## Begin Page text
It is the case of a music teacher who challenged her employers’ definition of her employee status, arguing she should be given the same holiday pay as a full year worker. 

 The case, which was heard by the Supreme Court on 9 November 2021, has far reaching implications for the way in which employers calculate holiday pay.  

The Background 

 Under the Working Time Regulations 1998, all workers are entitled to 5.6 weeks’ paid leave a year.  However, for staff who are not required to work 52 weeks a year (“part-year workers”), ACAS guidance suggests using a multiplier of 12.07% to pro-rate their holiday entitlement.  

The Harpur Trust applied this to their employee, Mrs Brazel, who is engaged as a music teacher and, like many teachers, works only during term-time.  

She was given holiday pay three times a year at the start of each of the main holiday periods, calculated by multiplying the hours she had worked in the preceding term by 12.07%.  

Mrs Brazel brought a claim against her employer arguing that, because she was a worker within the meaning of the Working Time Regulations 1998, her holiday should not be pro-rated and she too should be entitled to 5.6 weeks’ paid leave, the same as any worker who works throughout the year.  

The Court of Appeal agreed with Mrs Brazel that, technically, she was right; however, it granted The Harpur Trust permission to appeal the decision to the Supreme Court.  

 The Court of Appeal’s decision is binding, unless or until it is overturned by the Supreme Court. 

 This effectively means:

  • there is no legal basis to pro-rate the 5.6 weeks’ holiday entitlement for part-year workers;  
  • all full-time employees employed under a permanent contract should receive the same holiday entitlement, regardless of whether they are part-year or full year workers; and 
  • part-year workers, therefore, receive a proportionately higher rate of pay for their holiday than full year workers. 

 What is the impact?

The decision could also extend far beyond just part-year workers. This is since the Harpur Trust’s method of calculating holiday pay is routinely used in many other employment relationships, namely in relation to agency workers and those engaged on short-term contracts. 

Many employers, predominantly educational establishments, now fear being inundated with unlawful deduction from wages claims from a large proportion of their workers.
## End Page text
Using the holiday pay text above, explain in one to three sentences why the decision could reach beyond part-year workers.
## Begin Recorded data
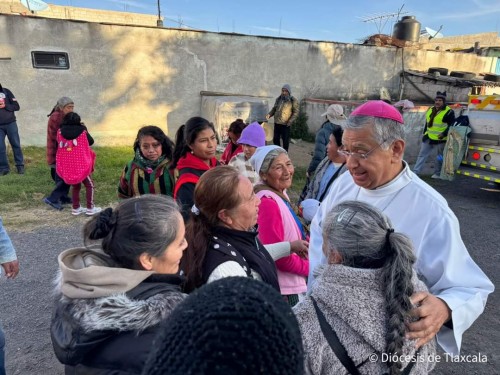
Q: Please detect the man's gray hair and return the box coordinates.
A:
## End Recorded data
## Output:
The Harpur Trust's way of calculating holiday pay is routinely used in many other employment relationships, especially for agency workers and people on short-term contracts. So the decision could affect those workers too, not only part-year staff.